EXERCISE OBJECTIVE. Rewrite every entry below with "mask" replaced by "outline" wherever it occurs and everything else unchanged. Leave the pictures out of your answer.

INFORMATION SHOWN.
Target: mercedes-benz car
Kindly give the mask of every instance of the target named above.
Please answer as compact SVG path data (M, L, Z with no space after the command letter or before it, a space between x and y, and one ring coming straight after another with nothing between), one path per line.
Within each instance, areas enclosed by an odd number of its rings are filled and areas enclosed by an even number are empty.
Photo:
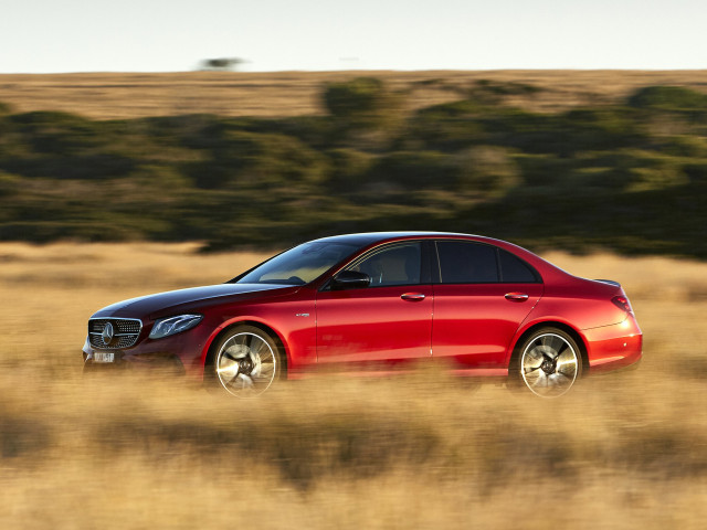
M83 358L85 370L170 367L233 395L323 371L436 363L551 398L635 363L642 343L615 282L499 240L397 232L310 241L224 284L105 307Z

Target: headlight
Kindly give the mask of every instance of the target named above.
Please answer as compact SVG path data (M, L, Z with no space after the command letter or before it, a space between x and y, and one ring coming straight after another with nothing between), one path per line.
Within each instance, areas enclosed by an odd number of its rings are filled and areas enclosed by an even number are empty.
M181 333L197 326L203 315L179 315L178 317L160 318L155 321L150 331L150 339L161 339L170 335Z

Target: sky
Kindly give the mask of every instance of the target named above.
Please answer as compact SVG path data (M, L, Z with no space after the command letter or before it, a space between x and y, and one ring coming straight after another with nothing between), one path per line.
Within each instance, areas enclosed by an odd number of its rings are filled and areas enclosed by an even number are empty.
M707 68L707 0L0 0L0 73Z

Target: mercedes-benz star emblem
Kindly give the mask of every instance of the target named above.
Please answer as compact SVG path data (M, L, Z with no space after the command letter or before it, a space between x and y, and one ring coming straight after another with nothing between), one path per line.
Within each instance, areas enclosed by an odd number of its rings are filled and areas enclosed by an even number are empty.
M108 346L113 340L113 325L110 322L106 322L106 327L103 328L103 332L101 333L103 337L103 343Z

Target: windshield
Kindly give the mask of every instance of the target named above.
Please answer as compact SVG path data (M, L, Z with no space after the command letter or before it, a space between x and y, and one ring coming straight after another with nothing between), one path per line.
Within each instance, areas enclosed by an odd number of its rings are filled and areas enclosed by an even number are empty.
M304 243L258 265L236 284L308 284L358 248L326 241Z

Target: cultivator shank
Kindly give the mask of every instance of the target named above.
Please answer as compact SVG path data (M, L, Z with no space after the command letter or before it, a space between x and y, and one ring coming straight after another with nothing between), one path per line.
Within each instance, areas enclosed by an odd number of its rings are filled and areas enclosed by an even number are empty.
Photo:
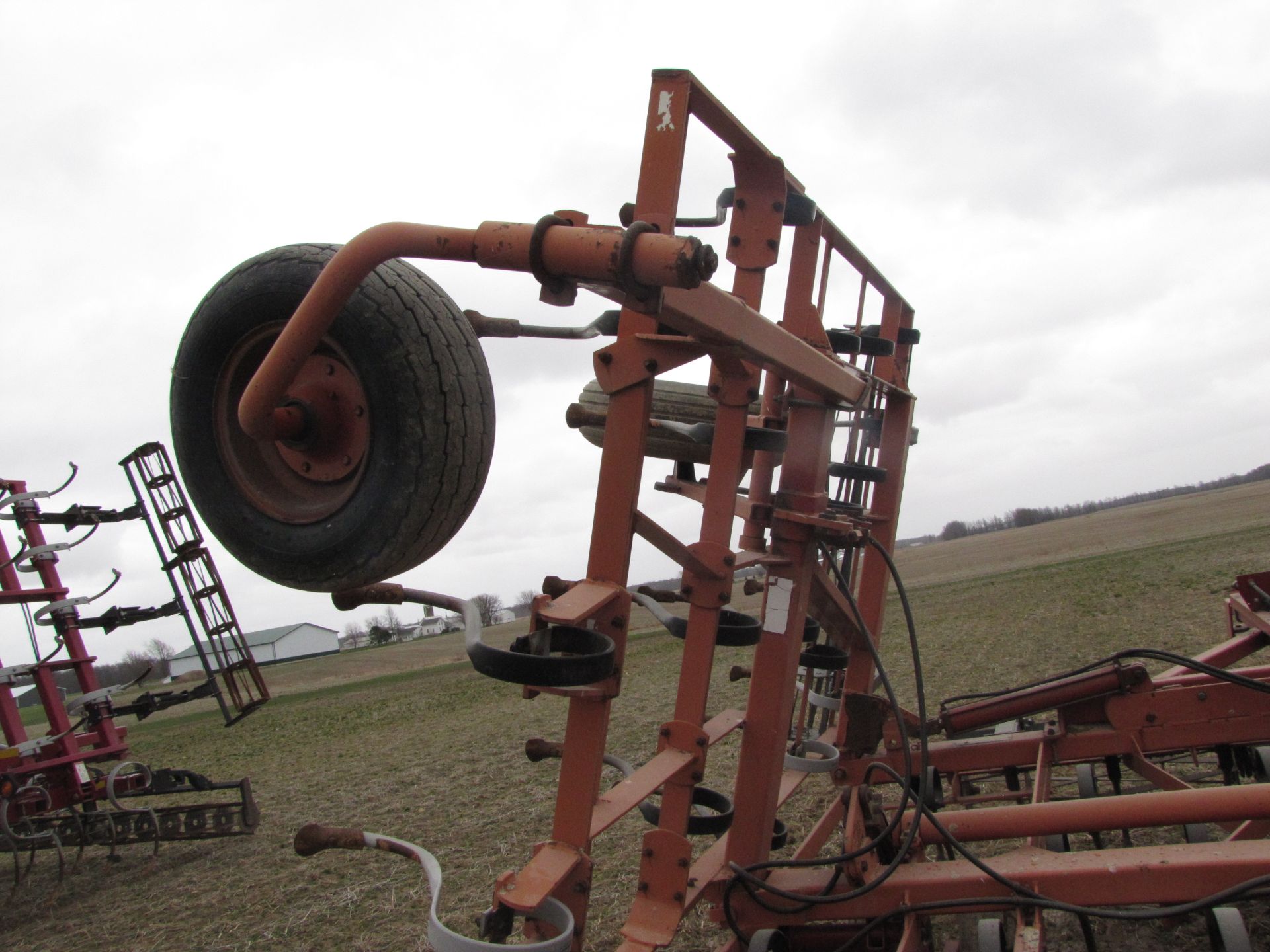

RESPONSE FOR THIS EXERCISE.
Target: mercedes-benz car
Kindly give the outline of every instance of the target named above.
Please answer as compact SVG path data (M, L, Z with no space after the command letter or before it, a space between x and y, and one ring coming straight after another with nothing between), one path per line.
Within each instance, areas enclosed by an odd number of its rings are filled and areas enclosed by an even number are empty.
Photo:
M83 358L85 370L170 367L233 395L323 371L436 363L551 398L635 363L642 343L615 282L499 240L397 232L310 241L224 284L105 307Z

Target: headlight
Kindly give the outline of every instance of the target named above.
Please answer as compact SVG path data (M, L, Z with no space after the command letter or before it, a space between x and y, and one ring coming straight after another with nothing between), one path per line.
Within each instance, areas enclosed by an odd number of its rings are filled and areas enclosed by an even number are empty.
M181 333L197 326L203 315L179 315L178 317L160 318L155 321L150 331L150 339L161 339L170 335Z

Target: sky
Kindly give the outline of every instance of the target named above.
Please answer as compact SVG path data (M, L, Z with no space after the command letter or before it, a space between x and y, and one ring coming straight after another with nothing between), one path per line.
Within each instance, areas enclosed by an odd number of its rings are filled and areas enclosed by an even number are empty.
M707 68L707 0L0 0L0 73Z

Target: mercedes-benz star emblem
Kindly give the outline of every instance of the target named above.
Please answer as compact SVG path data (M, L, Z with no space after the command letter or before it, a space between x and y, and one ring coming straight after another with nothing between), one path per line.
Within each instance, areas enclosed by an odd number of its rings are filled and areas enclosed by an even number are empty.
M108 346L113 340L113 325L110 322L106 322L106 327L103 328L103 332L101 333L103 337L103 343Z

Target: windshield
Kindly give the outline of every instance of the target named above.
Please answer as compact SVG path data (M, L, Z with no space after the command letter or before it, a space between x and y, and one ring coming straight after another with nothing between), one path per line.
Within each instance, areas enclosed by an odd number of its rings are filled and areas enclosed by an even number are empty.
M304 243L258 265L236 284L308 284L358 248L326 241Z

Target: cultivator shank
Kindly give the outline of every instance of the target named above.
Please answer as compact SVG path data (M, L, Z with no space after the command letter or before it, a space between x and y, and one ring coming straight after another with nothing between), one path per line.
Within each instance, areas enclosed by an odd number of its rings are filled and areas enclosed by an even number are empty.
Photo:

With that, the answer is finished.